─── Source passage

Exploitation of environmentally-derived sensorimotor isomorphisms

Proceedings of the Seventh International Conference on Cognitive and Neural Systems. Boston, MA: Boston University (2003) .

Boston University

Abstract

This contribution presents a biologically-inspired heuristic which situated, embodied artificial agents may use for solving advanced tasks, clasically considered to involve higher level reasoning. Through active sensorimotor interaction with their environment, the artificial agents adapt their cognitive structures to the structure of this environment, and internalize part of this structure. The internalized structure, based on neural networks, needs not to be explicit or representational. It reflects sensorimotor invariants encountered in past explorations of the environment, that dynamically influence future sensorimotor interactions.

Like in some current robotic implementations, the internalized structure can generate adaptive behavior that ranges from reactive responses to planned action. Simulation (forward modeling), on the basis of internalized structure, may allow a support for making choices between different actions, as a function of the agent's goals.

Further, this rich internalized structure can also be used, possibly adapted, for the emergence of abstract concepts, and for forward modeling and problem solving in domains where dense sensorimotor interaction or feedback are not easily available. The basis for this possibility of reuse is the possibility of partial isomorphisms between the structure of different domains. The validity of this heuristics is proved, among others, by the success of human science. For example, the concept of number emerges in humans because of partial isomorphisms of several sensorimotor domains (manipulation and construction of objects, measurement of linear dimensions and quantities, movement on a path (Lakoff and Nunez, 2000)). This is possible because there is a nontrivial physical structure of the world, that exhibits these isomorphisms; and because our sensorimotor apparatus is able to detect this structure (Florian, 2002). Artificial intelligent agents should also exploit these isomorphisms that are lingering in the environment. This heuristic may lead to advanced cognitive capabilities, similar to human analogical problem solving or scientific skills.

──────
─── Provided data

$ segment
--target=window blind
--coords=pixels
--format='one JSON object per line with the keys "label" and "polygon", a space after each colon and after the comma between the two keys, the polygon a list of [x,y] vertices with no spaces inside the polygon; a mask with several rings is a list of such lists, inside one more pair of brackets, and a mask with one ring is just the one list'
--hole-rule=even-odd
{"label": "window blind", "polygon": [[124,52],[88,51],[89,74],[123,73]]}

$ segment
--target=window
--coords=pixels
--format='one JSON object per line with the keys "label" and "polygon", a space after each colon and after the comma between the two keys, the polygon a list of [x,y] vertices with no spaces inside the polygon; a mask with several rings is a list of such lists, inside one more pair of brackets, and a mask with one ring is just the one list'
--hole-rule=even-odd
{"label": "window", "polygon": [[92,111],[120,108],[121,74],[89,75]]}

──────
─── Provided data

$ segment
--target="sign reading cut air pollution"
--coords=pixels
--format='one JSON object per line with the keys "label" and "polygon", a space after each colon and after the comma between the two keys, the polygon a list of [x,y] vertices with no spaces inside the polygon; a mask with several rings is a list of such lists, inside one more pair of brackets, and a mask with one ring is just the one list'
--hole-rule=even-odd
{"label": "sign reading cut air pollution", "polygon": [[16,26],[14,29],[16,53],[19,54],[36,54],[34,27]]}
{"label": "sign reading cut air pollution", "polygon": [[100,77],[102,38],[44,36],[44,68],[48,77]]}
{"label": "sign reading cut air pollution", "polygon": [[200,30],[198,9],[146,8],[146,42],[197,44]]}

──────
─── Provided data

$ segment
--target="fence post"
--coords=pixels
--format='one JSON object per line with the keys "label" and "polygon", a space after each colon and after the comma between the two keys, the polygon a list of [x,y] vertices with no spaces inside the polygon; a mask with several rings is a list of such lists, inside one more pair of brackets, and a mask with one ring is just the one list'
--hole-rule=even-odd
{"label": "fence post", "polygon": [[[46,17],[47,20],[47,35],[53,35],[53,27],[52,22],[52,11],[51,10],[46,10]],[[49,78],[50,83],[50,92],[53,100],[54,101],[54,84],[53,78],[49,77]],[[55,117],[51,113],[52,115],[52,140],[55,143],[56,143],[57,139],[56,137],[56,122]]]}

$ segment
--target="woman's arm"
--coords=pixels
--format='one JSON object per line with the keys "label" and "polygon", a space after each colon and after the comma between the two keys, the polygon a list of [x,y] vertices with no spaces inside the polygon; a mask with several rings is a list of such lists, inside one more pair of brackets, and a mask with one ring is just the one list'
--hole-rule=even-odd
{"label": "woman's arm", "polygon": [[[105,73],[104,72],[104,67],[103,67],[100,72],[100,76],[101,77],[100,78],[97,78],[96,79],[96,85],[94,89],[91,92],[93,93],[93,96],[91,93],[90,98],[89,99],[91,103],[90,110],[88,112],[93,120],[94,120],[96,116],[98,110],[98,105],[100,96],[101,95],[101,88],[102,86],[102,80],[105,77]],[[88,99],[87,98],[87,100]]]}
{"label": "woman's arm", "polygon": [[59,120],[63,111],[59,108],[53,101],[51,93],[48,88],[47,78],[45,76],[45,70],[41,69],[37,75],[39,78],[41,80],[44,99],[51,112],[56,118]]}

──────

▸ Task item A
Using the abstract on sensorimotor isomorphisms, answer these:
(i) What is the internalized structure based on?
(ii) What may simulation (forward modeling) offer support for?
(iii) Which sensorimotor domains does it list as giving rise to the concept of number?
▸ Task item B
Go on with the abstract on sensorimotor isomorphisms, starting right after its last sentence.

▸ Answer A
(i) Neural networks.
(ii) Making choices between different actions, as a function of the agent's goals.
(iii) Manipulation and construction of objects, measurement of linear dimensions and quantities, and movement on a path.

▸ Answer B
This approach has several advantages over classical AI approaches for solving abstract problems. Acquiring structure from sensorimotor interaction is a mechanism suitable to the distributed representation of knowledge, with neural networks, having known advantages over symbolic representation (graceful degradation, robustness, etc.). Complex structure is easier to acquire from the environment, rather than being preprogrammed by the designer of the artificial agent or evolved. To be preprogrammed, it may require unfeasible amounts of work for the programmer, and it would be biased by the ontology of the programmer. To be evolved, it may imply the exploration of a much too large search space. The emergence of structure from sensorimotor interaction is dependent on sensorimotor capabilities and environments; sensorimotor capabilities different of the human ones can lead to novel ontologies, and thus to novel solutions to certain problems (Florian, 2002). Unlike current approaches to analogical reasoning, based on search, this method, based on distributed representation, would allow dynamic restructuring of knowledge, and thus be a premise for the emergence of creativity in artificial cognitive agents.

Preliminary results of experimental work directed to implement this heuristic in animats will be presented.